BookTrends RecSys is a lightweight, end-to-end recommender system pipeline designed to collect data, train an implicit Alternating Least Squares (ALS) model, evaluate ranking quality, and surface results via an interactive Streamlit application. It includes modules for fairness diagnostics and exploratory data analysis.
This project was developed as part of the Introduction to Data Science course at the University of Helsinki.
The system consists of four main stages:
- Data Collection: Custom scraping scripts to build a Goodreads-style dataset.
- Data Preparation: preprocessing of interactions and metadata.
- Modeling & Evaluation: Training an ALS model and evaluating it with ranking metrics and fairness checks.
- Application: A user-facing dashboard for recommendations and insights.
The project includes a suite of scripts to scrape data from Goodreads:
get_rating_of_books.py: Scrapes book metadata and user reviews for popular books.get_rating_of_users.py: Fetches full rating histories for users identified in reviews.build_goodreads_dataset.py: Merges raw JSON files into a structuredgoodreads_dataset.csv.count_books.py: Analyzes book coverage to filter underrepresented titles.
- Algorithm: Implicit Alternating Least Squares (ALS).
- Training:
src.als_traintrains the model using processed data. - Artifacts: User and Item factors are saved to
models/for inference.
Evaluation is twofold:
- Ranking Metrics: Precision@10, Recall@10, and NDCG@10 on a held-out test set. Results are stored in
metrics/metrics.json. - Parity Analysis:
src.paritycalculates group-based performance metrics (e.g., by User Region or Book Language) to detect potential biases. Results are saved tometrics/parity.csv.
A Streamlit application (app/app.py) provides:
- Recommendations: Generate personal book lists based on user ID and optional genre filters.
- Insights: Interactive EDA visualizations (rating distributions, long-tail analysis, etc.).
- Fairness Snapshot: Visual display of the "gap" in performance metrics across different user groups.

[Required actions]
a) Which three ranking metrics does the BookTrends RecSys description say are computed on the held-out test set?
b) Write the next part of the BookTrends RecSys description, picking up after its last sentence.
The rows have nothing to do with the BookTrends RecSys description.

[Data supplied]
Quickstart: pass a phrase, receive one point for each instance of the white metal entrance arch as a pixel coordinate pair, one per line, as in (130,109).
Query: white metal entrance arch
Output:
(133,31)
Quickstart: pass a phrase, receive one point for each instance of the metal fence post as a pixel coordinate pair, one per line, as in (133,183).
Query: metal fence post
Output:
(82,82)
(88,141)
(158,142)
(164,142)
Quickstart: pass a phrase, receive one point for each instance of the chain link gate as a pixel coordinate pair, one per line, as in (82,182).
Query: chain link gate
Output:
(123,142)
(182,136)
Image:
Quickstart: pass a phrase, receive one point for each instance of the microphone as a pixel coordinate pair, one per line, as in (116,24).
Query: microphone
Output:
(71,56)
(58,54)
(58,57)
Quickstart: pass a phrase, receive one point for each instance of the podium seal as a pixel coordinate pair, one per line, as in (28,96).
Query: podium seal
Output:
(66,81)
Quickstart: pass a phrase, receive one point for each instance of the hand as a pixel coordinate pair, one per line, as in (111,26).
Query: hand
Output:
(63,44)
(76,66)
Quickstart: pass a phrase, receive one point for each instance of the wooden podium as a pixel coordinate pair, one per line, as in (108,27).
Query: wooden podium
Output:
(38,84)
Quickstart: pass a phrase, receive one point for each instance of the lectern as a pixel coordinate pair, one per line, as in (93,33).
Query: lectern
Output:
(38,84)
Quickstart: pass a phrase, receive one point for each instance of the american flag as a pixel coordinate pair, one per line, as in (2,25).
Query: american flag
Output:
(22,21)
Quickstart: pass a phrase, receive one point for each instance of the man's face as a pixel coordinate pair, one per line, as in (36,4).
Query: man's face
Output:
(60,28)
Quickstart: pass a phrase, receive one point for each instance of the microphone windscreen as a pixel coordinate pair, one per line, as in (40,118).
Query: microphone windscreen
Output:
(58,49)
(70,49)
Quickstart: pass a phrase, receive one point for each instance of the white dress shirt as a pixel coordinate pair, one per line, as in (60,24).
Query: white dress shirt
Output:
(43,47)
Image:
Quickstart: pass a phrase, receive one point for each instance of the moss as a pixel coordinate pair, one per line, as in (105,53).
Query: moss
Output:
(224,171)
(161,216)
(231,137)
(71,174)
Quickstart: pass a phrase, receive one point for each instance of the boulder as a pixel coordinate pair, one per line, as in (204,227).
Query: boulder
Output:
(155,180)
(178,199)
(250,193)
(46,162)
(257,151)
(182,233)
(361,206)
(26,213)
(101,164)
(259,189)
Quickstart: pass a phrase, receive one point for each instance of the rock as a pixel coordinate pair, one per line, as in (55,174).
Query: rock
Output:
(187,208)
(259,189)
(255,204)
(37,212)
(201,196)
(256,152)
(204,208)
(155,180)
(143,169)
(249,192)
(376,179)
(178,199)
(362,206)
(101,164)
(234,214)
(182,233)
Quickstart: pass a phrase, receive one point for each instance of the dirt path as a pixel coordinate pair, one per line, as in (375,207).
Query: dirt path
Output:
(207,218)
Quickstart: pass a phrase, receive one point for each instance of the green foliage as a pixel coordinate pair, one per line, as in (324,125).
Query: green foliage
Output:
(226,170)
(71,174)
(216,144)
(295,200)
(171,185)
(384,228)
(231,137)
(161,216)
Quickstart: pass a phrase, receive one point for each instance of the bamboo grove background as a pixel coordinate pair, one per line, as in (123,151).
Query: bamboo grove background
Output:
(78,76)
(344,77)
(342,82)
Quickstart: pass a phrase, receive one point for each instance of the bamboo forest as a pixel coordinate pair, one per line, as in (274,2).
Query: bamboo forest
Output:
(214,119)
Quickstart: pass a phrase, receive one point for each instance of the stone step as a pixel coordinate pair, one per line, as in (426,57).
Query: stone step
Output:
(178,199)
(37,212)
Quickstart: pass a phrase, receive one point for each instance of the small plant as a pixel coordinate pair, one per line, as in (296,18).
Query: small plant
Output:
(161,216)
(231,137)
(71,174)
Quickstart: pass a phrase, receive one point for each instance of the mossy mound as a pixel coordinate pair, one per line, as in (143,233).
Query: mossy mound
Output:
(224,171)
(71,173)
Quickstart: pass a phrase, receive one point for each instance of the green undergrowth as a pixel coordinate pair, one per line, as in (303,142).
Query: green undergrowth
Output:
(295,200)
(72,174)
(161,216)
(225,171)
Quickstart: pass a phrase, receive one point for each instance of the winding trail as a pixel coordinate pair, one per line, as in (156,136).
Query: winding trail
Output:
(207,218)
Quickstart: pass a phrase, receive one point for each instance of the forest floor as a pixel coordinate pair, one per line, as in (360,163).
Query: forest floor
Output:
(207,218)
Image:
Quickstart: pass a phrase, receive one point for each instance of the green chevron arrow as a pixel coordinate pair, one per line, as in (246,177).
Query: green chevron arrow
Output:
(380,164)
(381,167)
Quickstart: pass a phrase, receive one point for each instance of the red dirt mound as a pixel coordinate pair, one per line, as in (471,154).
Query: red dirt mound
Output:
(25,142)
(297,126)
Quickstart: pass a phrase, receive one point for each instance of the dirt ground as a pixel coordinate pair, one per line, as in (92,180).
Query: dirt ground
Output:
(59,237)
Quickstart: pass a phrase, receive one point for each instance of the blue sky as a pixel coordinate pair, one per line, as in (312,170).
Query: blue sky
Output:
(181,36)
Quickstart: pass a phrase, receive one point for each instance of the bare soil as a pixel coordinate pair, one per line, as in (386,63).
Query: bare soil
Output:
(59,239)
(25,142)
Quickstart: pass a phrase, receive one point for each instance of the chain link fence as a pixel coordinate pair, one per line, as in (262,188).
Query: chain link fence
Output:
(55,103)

[Results for the exercise]
a) Precision@10, Recall@10, and NDCG@10.

b)
The project uses a Makefile for reproducible workflows.
-
Setup Environment:
make setup
Creates a virtual environment and installs dependencies from
requirements.txt. -
Prepare Data: Ensure
books.csvandratings.csvare indata/raw/(or use the collection scripts to generate them).make data
-
Train & Evaluate:
make train # Train ALS model make eval # Calculate ranking metrics (P@10, R@10, NDCG@10) make parity # Run fairness checks
-
Run Application:
make app
Launches the Streamlit dashboard.
.
├── app/ # Streamlit demo application
├── data/ # Raw (input) and Processed (training) data
├── data_collection_scripts/ # Scripts for scraping Goodreads
├── deliverables/ # Project reports and presentations
├── figs/ # Generated figures for EDA and reports
├── metrics/ # Evaluation results (metrics.json, parity.csv)
├── models/ # Serialized model artifacts (ALS factors)
├── scripts/ # Data collection utilities
├── src/ # Core source code (training, eval, parity)
├── Makefile # Command-line entry points
├── requirements.txt # Python dependencies
└── README.md # Project documentation
After running make eval, the current model performance is saved to metrics/metrics.json:
- p10: Precision at 10
- r10: Recall at 10
- ndcg10: Normalized Discounted Cumulative Gain at 10
This project is licensed under the terms described in the LICENSE file.